He recalls being in restaurants when Chiefs Coach Hank Stram or Chiefs players Len Dawson or Bobby Bell might walk in, “and people would give them a standing ovation.”
When Hesterlee and his wife were back in Kansas City in November, visiting friends, they picked up a big batch of Oklahoma Joe’s famous Kansas City barbecue, packed it in coolers, drove it back home to Florida and stored it in the freezer. They brought it out Jan. 12 to enjoy while watching the Chiefs’ win over the Houston Texans. And they had enough for leftovers while they watched the playoff game Sunday. It was the perfect menu for watching the team’s march to victory. “I’ll always be a Chiefs fan,” Hesterlee said.
A 12-year-old girl ‘keeping notebooks of stats’
Gainesville resident Barbara Loftis was texting with her daughter Chris Sprague during Sunday’s game, sharing comments about the game. Chris, who teaches band and music at Bradleyville School, was born in Kansas City, and she said Monday she’s been a Chiefs fan for 41 years – since she was 10 or so and her dad, the late Jim Loftis, explained the game of football to her while they lived in Kansas City.

▶ _Short task a_
Extract every line of the rows that contains the word "tire".
The passage about Chiefs fans and the rows have no connection to each other.

▶ _Data provided_

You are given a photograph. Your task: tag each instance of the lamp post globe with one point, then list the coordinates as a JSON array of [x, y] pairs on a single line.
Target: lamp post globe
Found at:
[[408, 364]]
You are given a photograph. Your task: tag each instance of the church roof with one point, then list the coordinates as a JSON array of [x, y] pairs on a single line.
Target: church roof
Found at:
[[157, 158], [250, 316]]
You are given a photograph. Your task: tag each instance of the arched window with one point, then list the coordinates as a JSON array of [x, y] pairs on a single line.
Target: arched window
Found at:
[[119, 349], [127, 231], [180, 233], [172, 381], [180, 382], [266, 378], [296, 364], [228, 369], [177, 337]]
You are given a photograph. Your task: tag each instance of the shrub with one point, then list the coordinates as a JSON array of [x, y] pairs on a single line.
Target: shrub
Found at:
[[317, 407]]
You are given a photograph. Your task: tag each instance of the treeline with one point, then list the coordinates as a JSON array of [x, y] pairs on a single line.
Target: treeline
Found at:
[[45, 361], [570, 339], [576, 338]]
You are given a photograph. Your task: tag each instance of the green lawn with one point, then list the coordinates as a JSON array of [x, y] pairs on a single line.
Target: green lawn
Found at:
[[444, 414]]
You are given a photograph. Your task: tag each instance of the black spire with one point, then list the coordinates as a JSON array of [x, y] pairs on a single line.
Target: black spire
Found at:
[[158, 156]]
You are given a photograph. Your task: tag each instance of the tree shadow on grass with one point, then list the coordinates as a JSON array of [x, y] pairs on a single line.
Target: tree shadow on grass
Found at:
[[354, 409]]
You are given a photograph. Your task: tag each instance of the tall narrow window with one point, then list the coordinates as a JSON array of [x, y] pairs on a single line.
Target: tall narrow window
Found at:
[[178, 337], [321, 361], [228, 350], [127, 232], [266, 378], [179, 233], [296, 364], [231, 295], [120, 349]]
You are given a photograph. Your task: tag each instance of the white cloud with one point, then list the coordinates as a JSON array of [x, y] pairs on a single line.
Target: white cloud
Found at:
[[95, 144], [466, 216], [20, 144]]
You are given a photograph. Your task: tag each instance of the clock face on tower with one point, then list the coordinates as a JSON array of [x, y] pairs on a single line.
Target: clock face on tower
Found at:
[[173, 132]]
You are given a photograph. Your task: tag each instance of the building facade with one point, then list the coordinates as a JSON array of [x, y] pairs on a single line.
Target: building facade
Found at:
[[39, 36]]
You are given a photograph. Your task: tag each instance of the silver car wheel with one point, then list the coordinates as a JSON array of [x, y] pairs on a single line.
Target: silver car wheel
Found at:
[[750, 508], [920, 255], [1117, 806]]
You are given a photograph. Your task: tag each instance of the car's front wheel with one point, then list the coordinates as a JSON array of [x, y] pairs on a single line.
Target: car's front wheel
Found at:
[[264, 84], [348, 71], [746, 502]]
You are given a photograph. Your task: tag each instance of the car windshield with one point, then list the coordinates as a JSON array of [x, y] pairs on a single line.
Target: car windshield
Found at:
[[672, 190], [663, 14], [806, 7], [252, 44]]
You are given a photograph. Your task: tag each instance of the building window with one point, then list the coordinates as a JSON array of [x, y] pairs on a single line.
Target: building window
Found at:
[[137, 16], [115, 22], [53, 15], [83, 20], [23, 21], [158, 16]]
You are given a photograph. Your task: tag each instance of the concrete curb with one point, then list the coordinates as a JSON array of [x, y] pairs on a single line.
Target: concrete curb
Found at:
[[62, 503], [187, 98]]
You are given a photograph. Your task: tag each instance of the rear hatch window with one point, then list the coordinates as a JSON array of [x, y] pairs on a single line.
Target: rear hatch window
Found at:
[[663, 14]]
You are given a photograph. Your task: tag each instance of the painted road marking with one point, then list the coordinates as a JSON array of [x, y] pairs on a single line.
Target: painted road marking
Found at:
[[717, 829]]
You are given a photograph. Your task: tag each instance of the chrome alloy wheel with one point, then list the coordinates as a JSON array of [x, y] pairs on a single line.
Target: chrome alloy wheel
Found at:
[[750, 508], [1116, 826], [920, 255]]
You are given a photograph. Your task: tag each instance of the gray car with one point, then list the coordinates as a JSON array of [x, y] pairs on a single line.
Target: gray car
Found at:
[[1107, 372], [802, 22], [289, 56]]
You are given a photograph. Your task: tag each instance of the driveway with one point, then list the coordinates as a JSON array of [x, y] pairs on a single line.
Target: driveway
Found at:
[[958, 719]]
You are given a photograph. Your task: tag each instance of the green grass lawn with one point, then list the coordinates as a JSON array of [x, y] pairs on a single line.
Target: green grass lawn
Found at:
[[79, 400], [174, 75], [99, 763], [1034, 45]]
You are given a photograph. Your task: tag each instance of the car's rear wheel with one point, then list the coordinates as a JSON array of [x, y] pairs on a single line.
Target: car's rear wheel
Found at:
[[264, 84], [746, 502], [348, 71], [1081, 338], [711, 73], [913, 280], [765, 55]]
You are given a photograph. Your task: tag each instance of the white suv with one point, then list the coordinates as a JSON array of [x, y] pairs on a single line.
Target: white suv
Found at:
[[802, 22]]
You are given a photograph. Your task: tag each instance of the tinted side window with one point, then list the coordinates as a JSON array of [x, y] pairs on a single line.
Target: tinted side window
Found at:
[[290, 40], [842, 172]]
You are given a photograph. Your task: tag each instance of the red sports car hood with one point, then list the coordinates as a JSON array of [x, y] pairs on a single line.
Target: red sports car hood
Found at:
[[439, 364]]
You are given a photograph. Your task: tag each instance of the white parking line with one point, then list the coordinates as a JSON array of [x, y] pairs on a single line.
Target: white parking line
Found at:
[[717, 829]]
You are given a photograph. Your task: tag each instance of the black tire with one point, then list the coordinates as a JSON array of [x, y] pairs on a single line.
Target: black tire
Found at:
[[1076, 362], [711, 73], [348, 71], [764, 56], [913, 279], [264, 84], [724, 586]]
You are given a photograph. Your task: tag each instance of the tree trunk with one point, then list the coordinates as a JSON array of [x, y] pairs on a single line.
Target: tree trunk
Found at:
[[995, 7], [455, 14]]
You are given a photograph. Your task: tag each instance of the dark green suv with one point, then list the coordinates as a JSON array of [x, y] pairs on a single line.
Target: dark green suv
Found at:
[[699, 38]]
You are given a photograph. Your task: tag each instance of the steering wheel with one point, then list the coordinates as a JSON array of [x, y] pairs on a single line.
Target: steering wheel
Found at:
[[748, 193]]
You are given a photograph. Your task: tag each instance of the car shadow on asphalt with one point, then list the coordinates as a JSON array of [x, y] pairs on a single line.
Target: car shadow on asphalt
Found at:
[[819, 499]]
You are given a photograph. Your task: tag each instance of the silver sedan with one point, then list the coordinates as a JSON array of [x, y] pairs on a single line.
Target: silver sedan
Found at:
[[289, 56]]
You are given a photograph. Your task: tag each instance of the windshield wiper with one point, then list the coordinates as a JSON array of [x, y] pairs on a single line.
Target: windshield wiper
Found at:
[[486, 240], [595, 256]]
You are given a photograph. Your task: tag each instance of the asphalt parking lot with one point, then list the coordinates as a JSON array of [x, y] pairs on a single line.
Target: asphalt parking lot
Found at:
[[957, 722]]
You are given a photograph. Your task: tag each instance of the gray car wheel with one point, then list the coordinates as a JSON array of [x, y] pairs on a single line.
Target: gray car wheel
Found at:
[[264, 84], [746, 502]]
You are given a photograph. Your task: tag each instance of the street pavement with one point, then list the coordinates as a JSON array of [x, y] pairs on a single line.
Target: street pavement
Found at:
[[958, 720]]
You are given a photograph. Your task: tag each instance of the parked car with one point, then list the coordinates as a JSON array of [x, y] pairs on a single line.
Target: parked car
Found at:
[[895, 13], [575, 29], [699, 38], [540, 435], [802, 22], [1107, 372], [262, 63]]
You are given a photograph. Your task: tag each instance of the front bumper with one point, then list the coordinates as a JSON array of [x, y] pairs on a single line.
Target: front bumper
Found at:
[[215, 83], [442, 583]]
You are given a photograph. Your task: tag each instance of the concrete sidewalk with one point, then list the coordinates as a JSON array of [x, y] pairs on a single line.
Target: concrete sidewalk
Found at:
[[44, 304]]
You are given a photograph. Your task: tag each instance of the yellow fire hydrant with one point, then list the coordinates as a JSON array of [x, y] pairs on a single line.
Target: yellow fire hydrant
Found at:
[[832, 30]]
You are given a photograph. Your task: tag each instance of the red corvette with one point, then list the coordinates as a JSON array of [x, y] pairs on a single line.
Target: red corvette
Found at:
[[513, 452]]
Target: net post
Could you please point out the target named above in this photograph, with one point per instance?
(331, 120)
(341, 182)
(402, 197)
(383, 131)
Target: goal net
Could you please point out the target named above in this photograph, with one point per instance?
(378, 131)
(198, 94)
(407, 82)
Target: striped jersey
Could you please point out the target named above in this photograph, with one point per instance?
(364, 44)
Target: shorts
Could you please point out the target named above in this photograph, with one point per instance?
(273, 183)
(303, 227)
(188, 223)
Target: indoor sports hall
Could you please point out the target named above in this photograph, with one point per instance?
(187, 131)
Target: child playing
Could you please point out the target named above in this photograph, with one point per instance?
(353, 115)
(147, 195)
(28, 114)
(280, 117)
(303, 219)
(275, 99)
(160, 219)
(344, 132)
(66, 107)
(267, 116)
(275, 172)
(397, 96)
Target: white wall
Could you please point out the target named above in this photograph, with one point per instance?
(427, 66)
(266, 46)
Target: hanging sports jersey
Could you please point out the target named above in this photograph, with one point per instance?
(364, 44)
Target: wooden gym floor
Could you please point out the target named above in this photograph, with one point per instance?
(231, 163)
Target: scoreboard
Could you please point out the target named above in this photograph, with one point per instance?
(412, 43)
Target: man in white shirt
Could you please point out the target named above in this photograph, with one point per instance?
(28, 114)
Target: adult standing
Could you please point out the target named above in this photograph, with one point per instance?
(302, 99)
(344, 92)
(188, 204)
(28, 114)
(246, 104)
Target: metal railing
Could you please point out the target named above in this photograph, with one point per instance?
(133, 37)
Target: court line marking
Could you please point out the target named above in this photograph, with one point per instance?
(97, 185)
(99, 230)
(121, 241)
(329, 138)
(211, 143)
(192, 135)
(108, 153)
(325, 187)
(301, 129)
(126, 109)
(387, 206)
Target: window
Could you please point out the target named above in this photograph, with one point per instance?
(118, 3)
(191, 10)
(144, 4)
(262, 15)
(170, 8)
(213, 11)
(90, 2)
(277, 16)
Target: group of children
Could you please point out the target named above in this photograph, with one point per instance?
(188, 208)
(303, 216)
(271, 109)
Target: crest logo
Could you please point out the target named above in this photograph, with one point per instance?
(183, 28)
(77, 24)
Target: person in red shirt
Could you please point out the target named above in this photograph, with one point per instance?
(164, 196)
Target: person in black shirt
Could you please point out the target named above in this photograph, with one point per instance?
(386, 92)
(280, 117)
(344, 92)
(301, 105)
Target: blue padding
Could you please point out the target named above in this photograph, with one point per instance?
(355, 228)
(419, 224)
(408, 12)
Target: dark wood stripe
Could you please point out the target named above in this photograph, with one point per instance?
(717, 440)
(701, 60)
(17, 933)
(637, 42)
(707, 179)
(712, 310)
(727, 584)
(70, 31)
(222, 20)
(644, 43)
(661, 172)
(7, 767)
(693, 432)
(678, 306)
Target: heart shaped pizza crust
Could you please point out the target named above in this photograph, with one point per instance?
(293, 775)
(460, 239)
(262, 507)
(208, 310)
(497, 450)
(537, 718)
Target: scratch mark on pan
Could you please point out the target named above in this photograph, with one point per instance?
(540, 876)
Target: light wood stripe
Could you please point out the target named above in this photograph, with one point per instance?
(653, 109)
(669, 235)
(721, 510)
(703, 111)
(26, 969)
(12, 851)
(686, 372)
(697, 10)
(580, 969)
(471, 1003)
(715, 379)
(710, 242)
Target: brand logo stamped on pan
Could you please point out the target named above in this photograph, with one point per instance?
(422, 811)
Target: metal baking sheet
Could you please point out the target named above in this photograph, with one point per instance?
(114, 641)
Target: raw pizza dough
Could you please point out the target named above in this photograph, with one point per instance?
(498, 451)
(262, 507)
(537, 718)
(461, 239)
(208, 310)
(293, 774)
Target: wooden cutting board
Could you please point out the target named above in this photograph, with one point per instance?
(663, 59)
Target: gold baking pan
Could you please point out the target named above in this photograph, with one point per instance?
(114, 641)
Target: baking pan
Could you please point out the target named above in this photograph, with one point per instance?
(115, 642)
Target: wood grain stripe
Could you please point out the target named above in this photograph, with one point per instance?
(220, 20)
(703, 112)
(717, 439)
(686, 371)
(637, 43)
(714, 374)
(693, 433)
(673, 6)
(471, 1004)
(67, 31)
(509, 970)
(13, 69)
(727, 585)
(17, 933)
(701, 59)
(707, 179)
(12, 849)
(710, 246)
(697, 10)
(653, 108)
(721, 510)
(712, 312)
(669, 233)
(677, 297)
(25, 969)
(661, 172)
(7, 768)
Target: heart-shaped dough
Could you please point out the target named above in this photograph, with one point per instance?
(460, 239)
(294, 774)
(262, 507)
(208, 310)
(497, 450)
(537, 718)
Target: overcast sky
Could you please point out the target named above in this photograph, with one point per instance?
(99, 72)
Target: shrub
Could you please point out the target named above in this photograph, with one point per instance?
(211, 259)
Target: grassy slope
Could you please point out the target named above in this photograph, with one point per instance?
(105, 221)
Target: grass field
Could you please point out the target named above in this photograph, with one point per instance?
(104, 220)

▶ _Short task b_
Reproduce the passage about Chiefs fans word for word from "A 12-year-old girl" to "in Kansas City.".

▶ _Written solution a_
You are given a photograph. Your task: tag each instance of the black tire with one point, then list the coordinates as a JSON array of [x, y] pairs on a single line.
Target: black tire

▶ _Written solution b_
A 12-year-old girl ‘keeping notebooks of stats’
Gainesville resident Barbara Loftis was texting with her daughter Chris Sprague during Sunday’s game, sharing comments about the game. Chris, who teaches band and music at Bradleyville School, was born in Kansas City, and she said Monday she’s been a Chiefs fan for 41 years – since she was 10 or so and her dad, the late Jim Loftis, explained the game of football to her while they lived in Kansas City.